▸ Selected passage
****************

8/12Back to guide
Part 2: The GTM Stack

Python for GTM

Shawn Tenam·12 min read·2,358 words

I was an SDR when I wrote my first Python script. "Wrote" is generous. I described what I wanted to Claude Code and it generated a script that pulled company data from Apollo, filtered to my ICP, and spit out a prioritized list. The whole thing was maybe 40 lines. I ran it, and in 90 seconds I had a scored list that would have taken me two hours to build manually in a spreadsheet.

I didn't understand every line of that script. I still don't understand every line of every script my agent writes for me. But I understood what it did. I could read it and see the logic: pull data, filter, score, output. And when something went wrong (the API key was expired, a CSV column was named differently than expected), I could describe the error to the agent and it would fix it.

That's the relationship you're building with Python. Not mastery. Literacy. You're not becoming a software engineer. You're becoming someone who can read, run, and direct code. That's a different thing, and it's a much shorter journey.

GitHub reference: This chapter expands on the original chapter 07 with more real script examples and the practical case for Python over alternatives.

Why Python and Not Something Else

This is worth addressing directly because you'll encounter people who suggest JavaScript, no-code tools, or other languages. They're not wrong in the abstract. They're wrong for this specific use case.

Why not JavaScript/TypeScript? JavaScript is a great language. If you're building web apps, it's the obvious choice. But for GTM scripting, Python wins on library ecosystem. The enrichment, data processing, and AI libraries you need are Python-first. Apollo's SDK, pandas for data manipulation, the OpenAI client library, Anthropic's client library. Yes, most of these exist in JavaScript too. But the Python versions are better documented, more widely used, and have more Stack Overflow answers when something goes wrong. And when your coding agent writes Python, it draws on a massive training corpus of Python data scripts. The code it generates is more reliable.

****************

▸ Given records
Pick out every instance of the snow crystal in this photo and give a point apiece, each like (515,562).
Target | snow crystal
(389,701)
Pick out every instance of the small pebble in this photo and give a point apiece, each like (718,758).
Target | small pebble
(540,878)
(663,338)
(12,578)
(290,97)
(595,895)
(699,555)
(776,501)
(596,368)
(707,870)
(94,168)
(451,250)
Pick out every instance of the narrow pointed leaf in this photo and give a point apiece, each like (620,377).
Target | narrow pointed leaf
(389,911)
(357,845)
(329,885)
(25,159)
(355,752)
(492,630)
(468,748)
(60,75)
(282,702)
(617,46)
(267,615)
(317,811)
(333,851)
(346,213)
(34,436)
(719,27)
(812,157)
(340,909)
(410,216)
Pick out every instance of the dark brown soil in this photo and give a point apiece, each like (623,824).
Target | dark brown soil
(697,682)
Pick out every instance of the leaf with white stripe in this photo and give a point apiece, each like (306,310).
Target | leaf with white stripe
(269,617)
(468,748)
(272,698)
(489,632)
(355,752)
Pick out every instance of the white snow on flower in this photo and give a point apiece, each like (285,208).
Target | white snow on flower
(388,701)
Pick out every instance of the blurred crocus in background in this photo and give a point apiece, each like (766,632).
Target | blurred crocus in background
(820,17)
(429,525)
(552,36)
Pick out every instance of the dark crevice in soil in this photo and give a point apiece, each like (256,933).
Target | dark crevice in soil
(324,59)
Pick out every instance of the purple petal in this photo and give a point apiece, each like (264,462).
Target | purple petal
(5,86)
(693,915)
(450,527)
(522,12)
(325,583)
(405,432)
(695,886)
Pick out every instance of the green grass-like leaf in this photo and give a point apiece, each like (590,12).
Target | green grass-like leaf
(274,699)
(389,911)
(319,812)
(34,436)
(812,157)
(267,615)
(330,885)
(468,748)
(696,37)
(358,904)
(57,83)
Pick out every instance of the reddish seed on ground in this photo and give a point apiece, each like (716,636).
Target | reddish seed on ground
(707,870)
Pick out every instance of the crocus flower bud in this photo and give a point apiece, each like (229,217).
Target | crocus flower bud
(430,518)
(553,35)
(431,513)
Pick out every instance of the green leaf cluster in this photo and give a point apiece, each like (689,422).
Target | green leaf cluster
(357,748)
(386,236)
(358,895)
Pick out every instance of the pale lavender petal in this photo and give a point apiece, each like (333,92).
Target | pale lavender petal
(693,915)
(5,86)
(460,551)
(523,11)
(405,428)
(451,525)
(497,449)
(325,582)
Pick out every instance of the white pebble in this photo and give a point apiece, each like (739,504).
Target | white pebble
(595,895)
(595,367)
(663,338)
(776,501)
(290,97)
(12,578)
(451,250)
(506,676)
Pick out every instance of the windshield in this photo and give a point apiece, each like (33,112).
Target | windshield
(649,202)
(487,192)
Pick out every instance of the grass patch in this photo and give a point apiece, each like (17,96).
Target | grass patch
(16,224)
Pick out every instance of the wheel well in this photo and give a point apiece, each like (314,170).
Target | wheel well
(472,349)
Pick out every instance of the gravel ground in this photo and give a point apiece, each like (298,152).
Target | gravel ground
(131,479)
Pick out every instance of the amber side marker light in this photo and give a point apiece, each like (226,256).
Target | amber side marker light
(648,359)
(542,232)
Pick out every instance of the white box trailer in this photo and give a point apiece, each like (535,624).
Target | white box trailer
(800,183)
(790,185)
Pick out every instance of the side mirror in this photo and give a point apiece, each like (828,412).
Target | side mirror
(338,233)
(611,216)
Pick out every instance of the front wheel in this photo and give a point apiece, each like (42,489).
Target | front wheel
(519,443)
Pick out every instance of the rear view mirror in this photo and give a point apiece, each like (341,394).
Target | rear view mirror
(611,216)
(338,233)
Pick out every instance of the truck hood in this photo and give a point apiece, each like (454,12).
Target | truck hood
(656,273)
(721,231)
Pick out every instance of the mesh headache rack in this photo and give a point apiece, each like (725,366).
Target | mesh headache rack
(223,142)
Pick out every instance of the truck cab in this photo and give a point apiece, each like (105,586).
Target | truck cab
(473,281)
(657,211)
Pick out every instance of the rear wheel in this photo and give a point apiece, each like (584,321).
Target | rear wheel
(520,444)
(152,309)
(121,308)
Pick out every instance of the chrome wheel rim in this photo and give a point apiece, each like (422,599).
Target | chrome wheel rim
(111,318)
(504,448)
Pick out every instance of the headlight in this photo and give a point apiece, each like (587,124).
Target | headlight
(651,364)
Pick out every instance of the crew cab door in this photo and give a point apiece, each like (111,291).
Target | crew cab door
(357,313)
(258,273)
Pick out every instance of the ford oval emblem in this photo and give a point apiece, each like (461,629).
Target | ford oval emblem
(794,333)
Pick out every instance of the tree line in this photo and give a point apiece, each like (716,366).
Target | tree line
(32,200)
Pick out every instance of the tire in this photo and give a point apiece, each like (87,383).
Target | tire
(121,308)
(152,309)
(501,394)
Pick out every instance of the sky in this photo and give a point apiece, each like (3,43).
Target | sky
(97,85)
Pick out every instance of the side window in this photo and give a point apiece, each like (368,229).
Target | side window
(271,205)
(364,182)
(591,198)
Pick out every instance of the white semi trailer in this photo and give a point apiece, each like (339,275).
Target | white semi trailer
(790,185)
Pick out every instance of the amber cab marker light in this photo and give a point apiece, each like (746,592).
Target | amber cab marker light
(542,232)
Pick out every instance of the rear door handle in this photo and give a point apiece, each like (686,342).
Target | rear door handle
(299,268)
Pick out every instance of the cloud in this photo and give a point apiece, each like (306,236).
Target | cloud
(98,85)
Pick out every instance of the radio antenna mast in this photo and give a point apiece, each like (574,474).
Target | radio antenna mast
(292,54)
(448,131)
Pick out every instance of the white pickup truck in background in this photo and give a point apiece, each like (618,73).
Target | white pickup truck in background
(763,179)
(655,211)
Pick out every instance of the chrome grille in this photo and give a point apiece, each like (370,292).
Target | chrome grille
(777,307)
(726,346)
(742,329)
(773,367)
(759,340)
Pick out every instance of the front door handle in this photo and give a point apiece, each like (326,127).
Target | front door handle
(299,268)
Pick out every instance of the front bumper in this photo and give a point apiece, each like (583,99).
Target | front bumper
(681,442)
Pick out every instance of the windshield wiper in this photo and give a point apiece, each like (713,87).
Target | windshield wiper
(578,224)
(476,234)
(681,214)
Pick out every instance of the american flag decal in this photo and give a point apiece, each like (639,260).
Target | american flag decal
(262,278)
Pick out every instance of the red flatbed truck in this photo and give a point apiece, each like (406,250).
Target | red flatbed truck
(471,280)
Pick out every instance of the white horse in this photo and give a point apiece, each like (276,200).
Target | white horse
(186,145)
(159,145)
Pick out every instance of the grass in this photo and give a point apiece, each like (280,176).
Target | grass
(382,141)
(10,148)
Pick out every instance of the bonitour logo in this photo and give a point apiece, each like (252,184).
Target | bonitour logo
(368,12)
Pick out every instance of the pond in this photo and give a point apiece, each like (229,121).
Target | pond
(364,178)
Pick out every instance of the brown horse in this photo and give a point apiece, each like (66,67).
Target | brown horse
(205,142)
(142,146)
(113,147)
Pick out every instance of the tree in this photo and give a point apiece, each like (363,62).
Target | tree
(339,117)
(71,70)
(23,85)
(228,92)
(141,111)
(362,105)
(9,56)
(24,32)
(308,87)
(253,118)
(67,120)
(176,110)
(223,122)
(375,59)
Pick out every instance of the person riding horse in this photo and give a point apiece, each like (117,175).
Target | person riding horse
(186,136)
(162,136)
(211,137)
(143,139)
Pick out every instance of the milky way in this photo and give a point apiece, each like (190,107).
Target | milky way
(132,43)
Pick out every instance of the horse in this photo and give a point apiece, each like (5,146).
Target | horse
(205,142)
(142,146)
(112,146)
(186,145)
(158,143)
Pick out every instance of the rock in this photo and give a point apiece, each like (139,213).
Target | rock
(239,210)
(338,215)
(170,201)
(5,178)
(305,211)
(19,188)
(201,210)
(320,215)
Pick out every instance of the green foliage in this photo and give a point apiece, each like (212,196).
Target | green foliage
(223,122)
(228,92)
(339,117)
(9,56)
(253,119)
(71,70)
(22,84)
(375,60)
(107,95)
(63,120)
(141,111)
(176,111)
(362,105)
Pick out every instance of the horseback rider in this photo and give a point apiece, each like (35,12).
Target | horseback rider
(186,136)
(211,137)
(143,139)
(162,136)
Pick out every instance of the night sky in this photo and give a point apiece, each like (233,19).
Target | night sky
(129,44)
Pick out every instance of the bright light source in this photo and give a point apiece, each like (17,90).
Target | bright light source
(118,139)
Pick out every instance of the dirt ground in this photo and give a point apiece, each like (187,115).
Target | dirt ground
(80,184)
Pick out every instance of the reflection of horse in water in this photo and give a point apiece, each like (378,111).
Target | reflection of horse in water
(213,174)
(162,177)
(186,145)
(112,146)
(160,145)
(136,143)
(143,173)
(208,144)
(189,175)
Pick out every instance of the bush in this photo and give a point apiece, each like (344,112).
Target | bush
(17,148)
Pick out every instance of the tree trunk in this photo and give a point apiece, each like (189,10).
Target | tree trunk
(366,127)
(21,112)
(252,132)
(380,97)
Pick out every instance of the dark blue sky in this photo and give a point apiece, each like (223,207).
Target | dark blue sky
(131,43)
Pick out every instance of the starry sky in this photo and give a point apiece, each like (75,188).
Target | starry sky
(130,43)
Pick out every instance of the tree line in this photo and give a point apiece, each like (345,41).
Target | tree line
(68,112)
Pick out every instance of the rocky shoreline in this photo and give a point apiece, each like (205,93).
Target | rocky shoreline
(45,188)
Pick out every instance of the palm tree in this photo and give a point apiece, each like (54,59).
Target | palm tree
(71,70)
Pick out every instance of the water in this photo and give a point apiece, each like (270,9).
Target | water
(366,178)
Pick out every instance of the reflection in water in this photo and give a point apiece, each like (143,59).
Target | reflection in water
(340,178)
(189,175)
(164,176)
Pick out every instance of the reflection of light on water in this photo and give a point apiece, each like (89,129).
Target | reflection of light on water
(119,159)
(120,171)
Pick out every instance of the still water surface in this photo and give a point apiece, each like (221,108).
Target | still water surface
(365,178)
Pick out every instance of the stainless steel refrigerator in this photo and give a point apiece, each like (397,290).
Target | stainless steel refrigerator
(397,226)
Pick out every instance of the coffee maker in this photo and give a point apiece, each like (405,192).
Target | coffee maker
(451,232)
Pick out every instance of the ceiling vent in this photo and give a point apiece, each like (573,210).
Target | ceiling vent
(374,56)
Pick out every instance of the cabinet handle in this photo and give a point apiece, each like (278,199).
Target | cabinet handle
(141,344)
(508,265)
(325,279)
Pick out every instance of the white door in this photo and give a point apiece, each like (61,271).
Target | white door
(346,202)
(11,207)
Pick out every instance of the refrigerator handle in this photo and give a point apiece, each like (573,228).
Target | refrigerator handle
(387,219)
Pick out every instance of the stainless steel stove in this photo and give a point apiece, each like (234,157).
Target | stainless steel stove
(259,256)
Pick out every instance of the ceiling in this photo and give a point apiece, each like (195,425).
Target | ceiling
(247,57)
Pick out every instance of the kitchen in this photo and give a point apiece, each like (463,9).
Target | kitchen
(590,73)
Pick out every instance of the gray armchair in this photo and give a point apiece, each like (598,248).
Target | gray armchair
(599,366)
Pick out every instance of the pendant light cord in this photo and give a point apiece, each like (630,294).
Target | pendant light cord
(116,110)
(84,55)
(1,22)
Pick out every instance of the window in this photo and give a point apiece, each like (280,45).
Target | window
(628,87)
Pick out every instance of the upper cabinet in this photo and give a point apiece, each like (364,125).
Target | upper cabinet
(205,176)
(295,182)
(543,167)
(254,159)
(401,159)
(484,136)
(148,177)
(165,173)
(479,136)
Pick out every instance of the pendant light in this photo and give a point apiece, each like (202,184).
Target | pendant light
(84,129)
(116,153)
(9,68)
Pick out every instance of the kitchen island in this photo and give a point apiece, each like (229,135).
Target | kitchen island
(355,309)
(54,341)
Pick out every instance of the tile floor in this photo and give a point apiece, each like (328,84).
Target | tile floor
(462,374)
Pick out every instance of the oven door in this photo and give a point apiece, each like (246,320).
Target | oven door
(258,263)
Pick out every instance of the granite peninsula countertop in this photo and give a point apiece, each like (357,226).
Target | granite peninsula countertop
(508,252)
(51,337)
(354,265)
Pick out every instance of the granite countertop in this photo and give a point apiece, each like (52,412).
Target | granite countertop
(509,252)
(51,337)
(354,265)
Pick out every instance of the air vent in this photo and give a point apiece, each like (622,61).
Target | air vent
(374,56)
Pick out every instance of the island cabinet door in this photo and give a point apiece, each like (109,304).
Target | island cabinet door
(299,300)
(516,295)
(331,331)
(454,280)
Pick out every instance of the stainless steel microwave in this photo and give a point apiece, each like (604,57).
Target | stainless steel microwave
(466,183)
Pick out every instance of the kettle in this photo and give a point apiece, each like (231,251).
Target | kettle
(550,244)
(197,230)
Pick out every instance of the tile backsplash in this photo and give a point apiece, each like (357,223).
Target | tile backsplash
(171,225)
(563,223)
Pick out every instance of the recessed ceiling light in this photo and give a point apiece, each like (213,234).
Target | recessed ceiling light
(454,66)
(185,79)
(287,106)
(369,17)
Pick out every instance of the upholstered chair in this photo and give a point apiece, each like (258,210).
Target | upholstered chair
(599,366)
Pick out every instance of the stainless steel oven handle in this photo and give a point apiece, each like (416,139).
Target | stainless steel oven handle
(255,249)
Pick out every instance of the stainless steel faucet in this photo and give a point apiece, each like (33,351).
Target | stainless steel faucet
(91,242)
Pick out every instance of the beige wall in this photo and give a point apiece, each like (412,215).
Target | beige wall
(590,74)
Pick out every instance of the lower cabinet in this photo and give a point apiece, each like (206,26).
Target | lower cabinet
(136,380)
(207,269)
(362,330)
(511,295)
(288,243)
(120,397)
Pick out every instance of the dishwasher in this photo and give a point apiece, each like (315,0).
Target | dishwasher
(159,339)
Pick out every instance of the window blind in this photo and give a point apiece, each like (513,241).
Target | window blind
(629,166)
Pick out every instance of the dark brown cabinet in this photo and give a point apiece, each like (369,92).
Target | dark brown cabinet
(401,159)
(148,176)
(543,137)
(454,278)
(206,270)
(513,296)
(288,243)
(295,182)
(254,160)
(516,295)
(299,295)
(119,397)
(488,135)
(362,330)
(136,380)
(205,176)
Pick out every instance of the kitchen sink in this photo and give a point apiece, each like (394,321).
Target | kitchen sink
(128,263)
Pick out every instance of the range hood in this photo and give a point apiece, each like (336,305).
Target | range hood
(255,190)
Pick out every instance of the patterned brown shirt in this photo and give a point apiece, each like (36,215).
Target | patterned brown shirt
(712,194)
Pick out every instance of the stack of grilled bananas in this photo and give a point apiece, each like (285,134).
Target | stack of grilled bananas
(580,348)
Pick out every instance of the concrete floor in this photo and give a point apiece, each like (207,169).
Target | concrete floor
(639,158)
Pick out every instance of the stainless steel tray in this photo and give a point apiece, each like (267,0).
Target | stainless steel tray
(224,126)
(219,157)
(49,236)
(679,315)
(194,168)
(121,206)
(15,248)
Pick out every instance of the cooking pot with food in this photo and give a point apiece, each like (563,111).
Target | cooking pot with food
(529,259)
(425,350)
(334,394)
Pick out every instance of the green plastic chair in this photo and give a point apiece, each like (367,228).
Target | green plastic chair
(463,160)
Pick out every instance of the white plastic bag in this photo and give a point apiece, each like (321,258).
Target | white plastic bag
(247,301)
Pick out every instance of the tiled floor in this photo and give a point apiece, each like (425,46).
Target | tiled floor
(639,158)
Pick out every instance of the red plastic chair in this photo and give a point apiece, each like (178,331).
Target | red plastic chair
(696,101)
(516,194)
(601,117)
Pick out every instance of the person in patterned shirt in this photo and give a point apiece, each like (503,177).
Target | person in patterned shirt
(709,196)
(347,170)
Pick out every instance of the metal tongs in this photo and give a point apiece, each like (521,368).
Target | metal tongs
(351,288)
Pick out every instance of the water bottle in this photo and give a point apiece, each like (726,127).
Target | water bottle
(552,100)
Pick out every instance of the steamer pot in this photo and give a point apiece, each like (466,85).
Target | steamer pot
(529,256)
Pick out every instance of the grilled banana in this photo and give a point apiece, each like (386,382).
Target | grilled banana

****************

▸ Activity A
From the Python for GTM chapter, quote the stretch from "That's the relationship" through "Python over alternatives.".
▸ Activity B
According to the Python for GTM chapter, how long did the first script take to produce the scored list?
▸ Activity C
List the libraries that the Python for GTM chapter names as examples of the Python-first tools needed for GTM scripting.

▸ Solution A
That's the relationship you're building with Python. Not mastery. Literacy. You're not becoming a software engineer. You're becoming someone who can read, run, and direct code. That's a different thing, and it's a much shorter journey.

GitHub reference: This chapter expands on the original chapter 07 with more real script examples and the practical case for Python over alternatives.

▸ Solution B
90 seconds.

▸ Solution C
Apollo's SDK
pandas
the OpenAI client library
Anthropic's client library